I see, but it sounds like he's talking about a webhosting business server here. KDE/Gnome just isn't needed there- see here


----------



## ~Biker~ (Dec 7, 2005)

well i have 2 servers  yeah i know its a bit much but it will do.


----------



## jiml8 (Jul 3, 2005)

ashras99 said:


> ya, experts not using the graphical interface. But i am just telling about the difference.


The real difference is that Linux is a freely distributable Unix clone. Linux is no more graphical than Unix is. Strictly speaking, the Linux distros that are out there are GNU/Linux system, with Linux being the kernel only.

The graphical components are not part of Linux. X-Windows runs on all flavors of Unix, as does KDE and Gnome. An AT&T Unix or a Sun Unix or Berkeley Unix (BSD) can be just as graphical as a Linux-based system.

None of the flavors of Unix are, per se, graphical. All are command line based, and the graphical shells placed on top of Unix all work via command lines that are embedded in them.


----------



## gib88 (Aug 18, 2005)

Thanks everyone,

Now suppose I went with Windows Standard Edition. I think this would be a lot easier for me to start out with since I know very little about Linux but a lot (relatively) about Windows. I might learn Linux on the side while I had Windows up and running, and when I feel comfortable with Linux, I could do a switch. In the meantime, however, what would be the best DBMS to go with if I was using Standard Edition? I'm thinking MySQL.

▸ **INFORMATION SUPPLIED**
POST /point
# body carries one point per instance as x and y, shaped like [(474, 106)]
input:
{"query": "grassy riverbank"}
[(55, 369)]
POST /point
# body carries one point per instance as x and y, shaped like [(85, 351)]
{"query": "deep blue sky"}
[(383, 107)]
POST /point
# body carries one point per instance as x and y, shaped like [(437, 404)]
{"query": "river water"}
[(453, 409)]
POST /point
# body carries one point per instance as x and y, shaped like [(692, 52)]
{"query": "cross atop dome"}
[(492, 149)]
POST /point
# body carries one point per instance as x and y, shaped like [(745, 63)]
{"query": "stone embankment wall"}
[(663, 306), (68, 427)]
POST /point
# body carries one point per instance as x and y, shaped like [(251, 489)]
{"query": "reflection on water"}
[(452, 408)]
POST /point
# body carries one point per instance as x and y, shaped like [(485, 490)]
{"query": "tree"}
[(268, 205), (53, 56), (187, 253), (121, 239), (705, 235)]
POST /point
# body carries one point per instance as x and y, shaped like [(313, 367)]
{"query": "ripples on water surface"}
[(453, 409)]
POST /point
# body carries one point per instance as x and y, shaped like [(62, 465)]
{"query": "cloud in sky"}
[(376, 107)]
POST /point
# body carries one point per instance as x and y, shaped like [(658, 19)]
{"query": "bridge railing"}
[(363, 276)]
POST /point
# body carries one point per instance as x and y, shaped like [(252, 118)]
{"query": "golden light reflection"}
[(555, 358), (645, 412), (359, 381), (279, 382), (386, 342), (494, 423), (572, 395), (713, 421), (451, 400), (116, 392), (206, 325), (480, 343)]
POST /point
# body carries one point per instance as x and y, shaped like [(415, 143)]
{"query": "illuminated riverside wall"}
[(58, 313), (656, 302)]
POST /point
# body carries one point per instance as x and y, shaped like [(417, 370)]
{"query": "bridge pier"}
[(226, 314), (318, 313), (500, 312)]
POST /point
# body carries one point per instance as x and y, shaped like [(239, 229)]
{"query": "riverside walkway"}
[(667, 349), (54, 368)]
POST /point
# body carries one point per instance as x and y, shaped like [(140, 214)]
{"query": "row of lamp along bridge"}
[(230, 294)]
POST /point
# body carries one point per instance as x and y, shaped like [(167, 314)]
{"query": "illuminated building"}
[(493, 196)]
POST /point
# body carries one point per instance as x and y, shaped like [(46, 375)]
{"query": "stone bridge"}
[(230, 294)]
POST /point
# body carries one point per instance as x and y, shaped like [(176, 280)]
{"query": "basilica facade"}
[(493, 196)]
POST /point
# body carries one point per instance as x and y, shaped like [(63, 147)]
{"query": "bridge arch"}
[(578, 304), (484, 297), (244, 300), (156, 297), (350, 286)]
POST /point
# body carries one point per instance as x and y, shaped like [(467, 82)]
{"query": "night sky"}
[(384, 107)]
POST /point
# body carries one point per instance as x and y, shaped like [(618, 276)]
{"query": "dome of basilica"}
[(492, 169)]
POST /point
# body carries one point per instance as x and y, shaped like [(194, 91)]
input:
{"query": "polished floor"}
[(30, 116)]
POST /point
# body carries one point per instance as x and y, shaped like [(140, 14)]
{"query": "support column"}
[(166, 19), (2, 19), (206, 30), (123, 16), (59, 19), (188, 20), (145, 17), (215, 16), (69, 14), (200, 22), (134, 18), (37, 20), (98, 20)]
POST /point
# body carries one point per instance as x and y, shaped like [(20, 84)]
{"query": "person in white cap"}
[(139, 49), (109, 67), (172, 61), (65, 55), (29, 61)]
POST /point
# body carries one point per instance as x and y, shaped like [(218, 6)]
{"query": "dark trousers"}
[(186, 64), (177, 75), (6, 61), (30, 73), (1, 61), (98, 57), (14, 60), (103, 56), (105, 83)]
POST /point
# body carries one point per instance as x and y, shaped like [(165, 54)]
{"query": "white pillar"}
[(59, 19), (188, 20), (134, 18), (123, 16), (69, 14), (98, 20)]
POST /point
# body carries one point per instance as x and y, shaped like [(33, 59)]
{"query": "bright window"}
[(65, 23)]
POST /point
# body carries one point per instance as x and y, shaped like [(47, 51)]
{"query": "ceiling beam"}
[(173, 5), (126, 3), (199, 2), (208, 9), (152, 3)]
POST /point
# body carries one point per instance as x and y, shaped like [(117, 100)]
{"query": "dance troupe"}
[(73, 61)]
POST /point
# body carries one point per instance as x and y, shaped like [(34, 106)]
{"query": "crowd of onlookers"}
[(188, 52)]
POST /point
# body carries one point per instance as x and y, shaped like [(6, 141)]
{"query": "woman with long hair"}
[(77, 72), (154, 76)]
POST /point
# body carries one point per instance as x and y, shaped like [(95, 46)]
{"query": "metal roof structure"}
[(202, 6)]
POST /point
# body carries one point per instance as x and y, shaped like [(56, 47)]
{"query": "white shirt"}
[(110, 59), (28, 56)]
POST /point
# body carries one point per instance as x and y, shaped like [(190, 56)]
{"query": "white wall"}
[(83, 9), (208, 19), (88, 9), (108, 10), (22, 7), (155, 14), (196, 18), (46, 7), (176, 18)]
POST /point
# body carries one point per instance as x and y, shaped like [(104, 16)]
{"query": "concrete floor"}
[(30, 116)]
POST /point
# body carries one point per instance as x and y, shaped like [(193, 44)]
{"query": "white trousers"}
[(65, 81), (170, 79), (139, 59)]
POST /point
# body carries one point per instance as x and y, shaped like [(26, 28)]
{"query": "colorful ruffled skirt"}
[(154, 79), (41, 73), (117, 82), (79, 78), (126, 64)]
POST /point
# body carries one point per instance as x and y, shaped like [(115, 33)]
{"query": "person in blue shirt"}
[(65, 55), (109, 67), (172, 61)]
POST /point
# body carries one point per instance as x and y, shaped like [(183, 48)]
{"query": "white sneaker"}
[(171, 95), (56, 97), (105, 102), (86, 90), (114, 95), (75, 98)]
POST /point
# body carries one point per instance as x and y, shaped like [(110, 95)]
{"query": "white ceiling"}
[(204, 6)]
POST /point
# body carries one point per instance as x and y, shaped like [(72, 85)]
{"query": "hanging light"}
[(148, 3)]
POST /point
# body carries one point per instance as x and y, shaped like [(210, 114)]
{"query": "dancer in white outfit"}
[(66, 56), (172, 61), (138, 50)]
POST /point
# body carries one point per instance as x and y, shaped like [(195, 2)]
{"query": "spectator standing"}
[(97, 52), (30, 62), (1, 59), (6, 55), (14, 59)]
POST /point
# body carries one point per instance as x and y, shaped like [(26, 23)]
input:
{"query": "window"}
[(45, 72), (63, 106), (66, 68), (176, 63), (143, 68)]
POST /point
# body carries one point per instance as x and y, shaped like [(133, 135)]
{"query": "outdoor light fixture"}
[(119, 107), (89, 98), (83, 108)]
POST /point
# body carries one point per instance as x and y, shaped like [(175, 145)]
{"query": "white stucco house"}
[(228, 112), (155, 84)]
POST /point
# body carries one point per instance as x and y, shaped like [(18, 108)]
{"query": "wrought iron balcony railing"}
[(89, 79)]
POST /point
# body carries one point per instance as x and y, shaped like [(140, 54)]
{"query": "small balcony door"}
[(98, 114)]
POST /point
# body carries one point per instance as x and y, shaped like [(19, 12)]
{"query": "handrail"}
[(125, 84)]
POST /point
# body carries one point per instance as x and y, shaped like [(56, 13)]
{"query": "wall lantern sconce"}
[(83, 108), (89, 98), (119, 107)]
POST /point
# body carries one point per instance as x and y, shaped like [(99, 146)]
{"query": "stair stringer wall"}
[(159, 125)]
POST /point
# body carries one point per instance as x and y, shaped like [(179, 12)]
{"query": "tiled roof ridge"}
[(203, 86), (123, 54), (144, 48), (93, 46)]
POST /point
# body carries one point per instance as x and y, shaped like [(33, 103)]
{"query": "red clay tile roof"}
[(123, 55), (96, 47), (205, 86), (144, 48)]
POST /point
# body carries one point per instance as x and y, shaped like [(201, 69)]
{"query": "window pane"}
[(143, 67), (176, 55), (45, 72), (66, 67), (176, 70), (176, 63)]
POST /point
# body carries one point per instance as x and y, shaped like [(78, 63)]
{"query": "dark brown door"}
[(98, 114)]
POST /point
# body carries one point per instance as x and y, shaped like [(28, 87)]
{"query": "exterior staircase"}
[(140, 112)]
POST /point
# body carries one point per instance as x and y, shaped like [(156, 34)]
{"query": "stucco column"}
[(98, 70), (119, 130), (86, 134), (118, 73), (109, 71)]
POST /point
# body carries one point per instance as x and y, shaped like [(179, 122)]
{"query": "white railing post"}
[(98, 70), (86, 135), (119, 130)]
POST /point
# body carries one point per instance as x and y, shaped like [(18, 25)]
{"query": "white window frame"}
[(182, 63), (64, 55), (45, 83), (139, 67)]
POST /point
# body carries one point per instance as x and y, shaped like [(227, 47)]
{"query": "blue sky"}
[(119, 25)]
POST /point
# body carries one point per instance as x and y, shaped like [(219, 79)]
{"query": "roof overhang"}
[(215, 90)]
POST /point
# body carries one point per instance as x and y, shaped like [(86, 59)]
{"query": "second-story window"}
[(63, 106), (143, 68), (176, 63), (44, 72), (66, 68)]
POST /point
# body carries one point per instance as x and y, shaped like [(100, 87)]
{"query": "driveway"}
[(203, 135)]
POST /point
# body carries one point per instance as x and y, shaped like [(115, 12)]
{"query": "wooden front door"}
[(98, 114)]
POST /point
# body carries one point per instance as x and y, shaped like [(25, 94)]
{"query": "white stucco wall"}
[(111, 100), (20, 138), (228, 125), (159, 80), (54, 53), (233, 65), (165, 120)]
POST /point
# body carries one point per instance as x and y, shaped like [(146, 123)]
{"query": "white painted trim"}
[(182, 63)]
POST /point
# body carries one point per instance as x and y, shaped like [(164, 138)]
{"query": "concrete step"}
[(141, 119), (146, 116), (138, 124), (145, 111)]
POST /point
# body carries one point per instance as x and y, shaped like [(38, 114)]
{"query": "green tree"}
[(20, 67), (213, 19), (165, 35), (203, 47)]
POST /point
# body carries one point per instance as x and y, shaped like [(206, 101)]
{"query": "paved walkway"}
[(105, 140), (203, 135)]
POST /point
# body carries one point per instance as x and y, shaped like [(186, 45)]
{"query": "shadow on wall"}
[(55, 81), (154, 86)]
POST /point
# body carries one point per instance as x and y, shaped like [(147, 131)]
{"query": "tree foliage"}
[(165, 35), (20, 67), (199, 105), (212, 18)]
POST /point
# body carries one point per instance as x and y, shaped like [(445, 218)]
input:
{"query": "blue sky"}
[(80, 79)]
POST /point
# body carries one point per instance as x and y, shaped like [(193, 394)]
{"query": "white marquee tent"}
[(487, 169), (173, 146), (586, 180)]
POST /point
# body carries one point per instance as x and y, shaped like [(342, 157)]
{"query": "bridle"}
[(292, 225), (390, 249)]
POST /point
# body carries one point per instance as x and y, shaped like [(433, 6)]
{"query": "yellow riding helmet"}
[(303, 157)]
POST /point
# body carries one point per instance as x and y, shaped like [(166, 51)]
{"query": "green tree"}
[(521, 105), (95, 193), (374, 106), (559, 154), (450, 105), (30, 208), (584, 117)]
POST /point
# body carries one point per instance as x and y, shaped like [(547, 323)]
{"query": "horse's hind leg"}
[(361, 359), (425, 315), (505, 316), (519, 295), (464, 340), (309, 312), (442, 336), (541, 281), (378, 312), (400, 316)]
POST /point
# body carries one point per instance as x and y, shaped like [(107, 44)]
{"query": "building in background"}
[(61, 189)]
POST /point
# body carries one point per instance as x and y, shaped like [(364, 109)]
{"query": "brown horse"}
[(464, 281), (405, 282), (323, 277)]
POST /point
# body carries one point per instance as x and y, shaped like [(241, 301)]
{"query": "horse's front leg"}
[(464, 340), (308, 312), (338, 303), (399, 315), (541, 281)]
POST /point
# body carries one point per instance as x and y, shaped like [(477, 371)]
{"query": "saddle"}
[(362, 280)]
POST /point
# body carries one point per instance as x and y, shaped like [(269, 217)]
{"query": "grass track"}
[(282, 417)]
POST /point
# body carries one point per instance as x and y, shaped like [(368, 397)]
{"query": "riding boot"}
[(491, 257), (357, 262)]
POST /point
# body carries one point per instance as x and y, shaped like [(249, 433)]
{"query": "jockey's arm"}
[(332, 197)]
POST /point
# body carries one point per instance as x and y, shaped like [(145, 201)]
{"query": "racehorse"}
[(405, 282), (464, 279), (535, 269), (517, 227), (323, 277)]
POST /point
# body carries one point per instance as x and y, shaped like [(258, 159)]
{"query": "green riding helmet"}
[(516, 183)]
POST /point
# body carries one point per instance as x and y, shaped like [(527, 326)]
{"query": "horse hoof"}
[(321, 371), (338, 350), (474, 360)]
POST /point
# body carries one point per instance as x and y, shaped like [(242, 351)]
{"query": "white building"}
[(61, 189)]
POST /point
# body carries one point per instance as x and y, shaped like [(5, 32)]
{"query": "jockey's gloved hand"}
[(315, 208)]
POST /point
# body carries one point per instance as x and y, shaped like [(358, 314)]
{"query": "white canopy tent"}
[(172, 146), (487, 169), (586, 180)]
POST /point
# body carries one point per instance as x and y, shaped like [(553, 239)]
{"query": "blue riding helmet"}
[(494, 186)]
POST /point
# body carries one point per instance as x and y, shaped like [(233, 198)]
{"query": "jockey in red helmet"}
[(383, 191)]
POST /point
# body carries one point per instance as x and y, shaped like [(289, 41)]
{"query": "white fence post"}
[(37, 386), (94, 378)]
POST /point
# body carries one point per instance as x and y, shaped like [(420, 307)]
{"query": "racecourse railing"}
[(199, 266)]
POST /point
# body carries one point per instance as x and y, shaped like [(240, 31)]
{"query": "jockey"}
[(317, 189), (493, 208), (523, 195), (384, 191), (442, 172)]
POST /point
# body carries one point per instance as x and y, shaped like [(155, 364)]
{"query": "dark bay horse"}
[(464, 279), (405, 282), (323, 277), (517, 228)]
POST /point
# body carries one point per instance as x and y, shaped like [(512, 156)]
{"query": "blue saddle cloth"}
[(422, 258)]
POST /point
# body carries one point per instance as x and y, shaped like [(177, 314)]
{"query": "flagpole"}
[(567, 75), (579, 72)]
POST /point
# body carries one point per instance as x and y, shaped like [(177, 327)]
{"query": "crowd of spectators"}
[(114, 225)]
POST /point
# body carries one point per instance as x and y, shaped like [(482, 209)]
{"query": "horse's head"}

▸ **STATED EXERCISE**
Answer these questions about the forum thread on Linux and Unix servers:
(a) How many servers does ~Biker~ say they have?
(b) According to jiml8, what part of a GNU/Linux system is Linux itself?
(c) Which DBMS is gib88 thinking of using with Windows Standard Edition?
Answer from the forum thread alone, not from the lines.

▸ **RESPONSE TO THE TASK**
(a) 2
(b) The kernel only
(c) MySQL